**EXTRACTED TEXT**
====
Of interest within these many differences and similarities, however, are the behavior of phase relationships within Beginner and Intermediate wind bands. The presence of an asymmetric entrainment relationship (Clayton, 2012), in which the conductor’s motion is the only time-bearing signal coordinated with, is assumed to an almost foundational level in ensembles of this type (Rudolf, 1980; Leinsdorf, 1982; Green and Gibson, 2004; Jordan et al., 2011). Interestingly, these two ensembles regularly make use of an audible metronome during rehearsal. Though they refrained during this study’s performance captures, the behavior of phase relationships in these ensembles reveal a wide absolute variance that centers around synchrony, moving between conductor-led and ensemble-led orientations both within and between captures. This behavior suggests the potential for another temporal signal within the performance, imposing an additional signal that performers are attempting to entrain to. Though it is speculative, this could be evidence of the aforementioned metronome engendering a form of self-entrainment on the part of individual musicians or the group as a whole (Phillips-Silver et al., 2010).
====
**SOURCE DATA**
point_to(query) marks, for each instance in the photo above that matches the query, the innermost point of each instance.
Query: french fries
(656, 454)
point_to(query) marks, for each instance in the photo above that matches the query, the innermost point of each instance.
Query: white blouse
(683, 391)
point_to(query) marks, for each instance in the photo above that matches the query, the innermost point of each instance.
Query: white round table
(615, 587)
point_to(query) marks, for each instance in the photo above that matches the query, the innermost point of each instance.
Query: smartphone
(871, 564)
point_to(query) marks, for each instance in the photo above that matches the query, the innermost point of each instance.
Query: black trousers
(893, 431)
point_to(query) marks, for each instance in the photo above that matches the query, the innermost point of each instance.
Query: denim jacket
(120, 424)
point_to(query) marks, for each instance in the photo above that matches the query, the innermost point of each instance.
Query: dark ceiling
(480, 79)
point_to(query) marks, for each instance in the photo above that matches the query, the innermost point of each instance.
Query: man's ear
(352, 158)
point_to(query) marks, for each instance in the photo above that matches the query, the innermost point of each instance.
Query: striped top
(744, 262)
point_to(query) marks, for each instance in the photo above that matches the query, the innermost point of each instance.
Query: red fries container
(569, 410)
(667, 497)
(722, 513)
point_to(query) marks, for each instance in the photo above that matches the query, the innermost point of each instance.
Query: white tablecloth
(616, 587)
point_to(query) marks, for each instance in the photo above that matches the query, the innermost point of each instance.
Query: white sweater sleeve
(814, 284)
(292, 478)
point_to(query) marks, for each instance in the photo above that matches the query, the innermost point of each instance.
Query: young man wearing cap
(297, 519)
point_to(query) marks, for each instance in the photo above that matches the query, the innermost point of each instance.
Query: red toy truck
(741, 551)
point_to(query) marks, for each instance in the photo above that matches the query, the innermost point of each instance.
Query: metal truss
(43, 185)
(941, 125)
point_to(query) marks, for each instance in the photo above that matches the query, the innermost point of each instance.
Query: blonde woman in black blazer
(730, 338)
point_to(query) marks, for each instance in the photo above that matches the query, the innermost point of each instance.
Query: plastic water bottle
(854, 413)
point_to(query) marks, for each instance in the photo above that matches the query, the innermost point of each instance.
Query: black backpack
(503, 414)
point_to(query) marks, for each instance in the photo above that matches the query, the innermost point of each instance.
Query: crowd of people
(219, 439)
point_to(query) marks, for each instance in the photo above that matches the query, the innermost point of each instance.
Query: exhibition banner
====
**PROBLEMS TO SOLVE**
A. Extract every line of the records that contains the string "fries", matching case exactly.
B. Write the next part of the passage on conductor and ensemble timing in wind bands, starting after its final sentence.

**IN RESPONSE**
A.
Query: french fries
Query: red fries container

B.
These findings are limited in several ways that bear discussion and consideration in the final interpretation of the results. The broad nature of the audio data analyzed (group onset) does not allow for the consideration of temporally consequential aspects of wind and string instrument performance, where the differences in frequency propagation and response time between woodwind, brass, string, and percussion instruments present a wide range of affordances to be considered in future investigations (Benade, 1969; Rossing, 2010). Additionally, the sample size of recruited ensembles (N = 6) coupled with the significance of the findings and size of effects between ensembles, experience levels, and chronological development demonstrates the need for further research in this area. In addition, intergroup differences could illustrate a conductor-effect, where an individual’s pedagogy and gesture interact with performers in a unique manner. The large effect size found in comparisons of offsets by conductor supports this potential and Alan Gilbert, former music director of the New York Philharmonic, further leavens this possibility in his statement that, “there is a connection between the gesture, the physical presence, the aura that a conductor can project, and what the musicians produce” (Gilbert, 2012).

For many outside of ensemble music, the complex and dynamic ecosystem inside these groups appears to be dominated and guided by the interaction of sound and the conductor’s baton. Great amounts of responsibility and power have been ascribed to the individual atop the podium, but an emerging body both of practice and research calls into question the singularity of this individual’s role in the coordination of the ensemble’s musical efforts. The conductor’s role as a source of entrainment continues to be clear, but the findings of this study offer support for the growing body of research indicating the influence of other time-bearing actors within the ensemble, even if only by describing the outlines of their effects.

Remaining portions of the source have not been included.